*** Opening of DOCUMENT EXTRACT ***
PESHAWAR: Things may turn for better or for worse in the provincial capital of Khyber Pakhtunkhwa depending on how the execution of much-awaited Peshawar Bus Rapid Transit (BRT) mega project goes forward from next month.
If the Peshawar Sustainable BRT Corridor Project is completed in its estimated record time of six months the development can change the face of Peshawar as well as give people a good reason to think before they vote in the next general election, but incomplete construction causing inconvenience may turn things for the worse for the ruling parties in the province.
With the next general election coming closer, completion of about 26 kilometres long BRT project would be not less than a race against time. Project design details are in progress and contractor’s selection process will start next month. The total cost of this mega project is estimated to be about Rs41 billion, officials said.
Official documents available with Dawn reveal that Khyber Pakhtunkhwa will borrow Rs31.8 billion of the total cost from the Asian Development Bank that constitutes about 88.8 per cent of the total expenditure of the project.
The 26km long BRT will start from Chamkani and cover almost all major areas of the city
“Construction will start right after approval of the loan by ADB next month,” said a concerned official while sharing details of the Peshawar BRT project which was earlier called ‘Mass Transit System’.
*** Close of DOCUMENT EXTRACT ***
*** Opening of DATA FOR ANALYSIS ***
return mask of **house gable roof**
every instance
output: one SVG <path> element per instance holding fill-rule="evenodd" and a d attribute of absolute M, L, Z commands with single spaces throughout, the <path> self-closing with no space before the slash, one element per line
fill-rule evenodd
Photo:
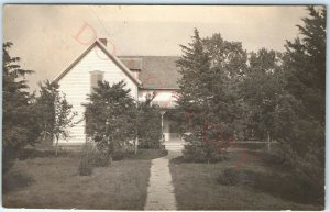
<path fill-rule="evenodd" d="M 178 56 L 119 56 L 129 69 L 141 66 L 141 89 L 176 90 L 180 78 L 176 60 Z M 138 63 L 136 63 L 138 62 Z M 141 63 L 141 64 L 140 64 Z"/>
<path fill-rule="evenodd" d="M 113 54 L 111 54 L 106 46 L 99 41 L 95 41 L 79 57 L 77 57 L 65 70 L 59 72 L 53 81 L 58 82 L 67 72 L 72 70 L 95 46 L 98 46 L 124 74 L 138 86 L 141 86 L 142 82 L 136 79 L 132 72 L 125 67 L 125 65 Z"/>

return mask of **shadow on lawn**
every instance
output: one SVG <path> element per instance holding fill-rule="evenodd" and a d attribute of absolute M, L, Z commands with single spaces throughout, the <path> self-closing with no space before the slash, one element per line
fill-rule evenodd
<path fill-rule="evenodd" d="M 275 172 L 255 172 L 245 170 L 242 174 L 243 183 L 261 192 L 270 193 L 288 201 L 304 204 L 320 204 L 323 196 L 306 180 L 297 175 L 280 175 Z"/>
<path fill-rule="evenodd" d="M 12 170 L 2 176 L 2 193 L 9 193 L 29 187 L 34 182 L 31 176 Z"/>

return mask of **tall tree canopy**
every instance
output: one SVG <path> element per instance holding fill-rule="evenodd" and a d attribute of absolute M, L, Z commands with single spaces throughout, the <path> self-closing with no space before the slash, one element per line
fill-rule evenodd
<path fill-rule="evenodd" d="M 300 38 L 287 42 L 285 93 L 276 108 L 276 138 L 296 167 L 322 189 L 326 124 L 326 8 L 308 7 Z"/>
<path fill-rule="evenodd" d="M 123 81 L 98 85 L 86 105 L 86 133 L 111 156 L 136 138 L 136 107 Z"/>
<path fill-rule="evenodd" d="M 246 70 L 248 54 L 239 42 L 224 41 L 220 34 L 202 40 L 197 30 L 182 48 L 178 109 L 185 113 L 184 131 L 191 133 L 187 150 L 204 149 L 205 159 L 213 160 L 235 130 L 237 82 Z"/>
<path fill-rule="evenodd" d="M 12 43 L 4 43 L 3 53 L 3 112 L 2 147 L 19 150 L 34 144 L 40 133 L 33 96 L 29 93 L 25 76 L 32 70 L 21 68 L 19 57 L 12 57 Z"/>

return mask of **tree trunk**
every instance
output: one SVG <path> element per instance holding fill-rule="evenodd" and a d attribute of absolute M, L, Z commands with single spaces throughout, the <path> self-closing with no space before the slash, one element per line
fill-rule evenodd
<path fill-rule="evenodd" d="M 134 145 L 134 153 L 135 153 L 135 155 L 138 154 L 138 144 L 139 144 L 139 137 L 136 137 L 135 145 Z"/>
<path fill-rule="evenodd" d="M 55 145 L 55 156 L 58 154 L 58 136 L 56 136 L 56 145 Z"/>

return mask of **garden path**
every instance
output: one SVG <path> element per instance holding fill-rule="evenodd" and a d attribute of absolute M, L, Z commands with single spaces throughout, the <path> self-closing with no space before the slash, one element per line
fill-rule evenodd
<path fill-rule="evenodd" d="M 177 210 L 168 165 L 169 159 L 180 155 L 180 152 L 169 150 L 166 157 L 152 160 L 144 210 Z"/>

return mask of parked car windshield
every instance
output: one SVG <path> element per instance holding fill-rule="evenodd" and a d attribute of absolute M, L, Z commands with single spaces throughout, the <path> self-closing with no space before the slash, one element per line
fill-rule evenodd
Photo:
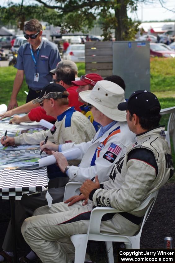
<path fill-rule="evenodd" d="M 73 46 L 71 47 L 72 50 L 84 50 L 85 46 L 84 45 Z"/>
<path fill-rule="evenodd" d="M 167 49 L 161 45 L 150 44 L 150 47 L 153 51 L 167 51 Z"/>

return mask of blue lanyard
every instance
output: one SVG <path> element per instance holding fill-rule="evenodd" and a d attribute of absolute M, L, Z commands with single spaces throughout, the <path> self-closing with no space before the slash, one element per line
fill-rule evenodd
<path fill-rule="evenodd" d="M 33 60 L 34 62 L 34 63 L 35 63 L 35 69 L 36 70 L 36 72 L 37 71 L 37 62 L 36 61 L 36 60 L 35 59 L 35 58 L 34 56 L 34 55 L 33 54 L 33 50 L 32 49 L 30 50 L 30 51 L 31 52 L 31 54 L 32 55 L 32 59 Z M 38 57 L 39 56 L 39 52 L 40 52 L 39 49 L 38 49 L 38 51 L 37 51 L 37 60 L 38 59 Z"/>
*** Close of DATA FOR ANALYSIS ***
WORK TO COMPLETE ▸ Please state where the 26km BRT route will start, according to the Peshawar BRT article.

FINISHED EXERCISE ▸ Chamkani